What is expected ▸ Copy the records below, putting "wheel" in place of "tire" each time it occurs and leaving everything else untouched.

Information shown ▸
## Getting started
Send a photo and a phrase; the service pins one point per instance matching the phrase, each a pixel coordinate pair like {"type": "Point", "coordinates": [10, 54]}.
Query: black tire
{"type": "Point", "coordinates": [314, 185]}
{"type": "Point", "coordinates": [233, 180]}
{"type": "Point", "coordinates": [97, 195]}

Answer in full ▸
## Getting started
Send a photo and a phrase; the service pins one point per instance matching the phrase, each a pixel coordinate pair like {"type": "Point", "coordinates": [10, 54]}.
Query: black wheel
{"type": "Point", "coordinates": [314, 185]}
{"type": "Point", "coordinates": [233, 180]}
{"type": "Point", "coordinates": [97, 195]}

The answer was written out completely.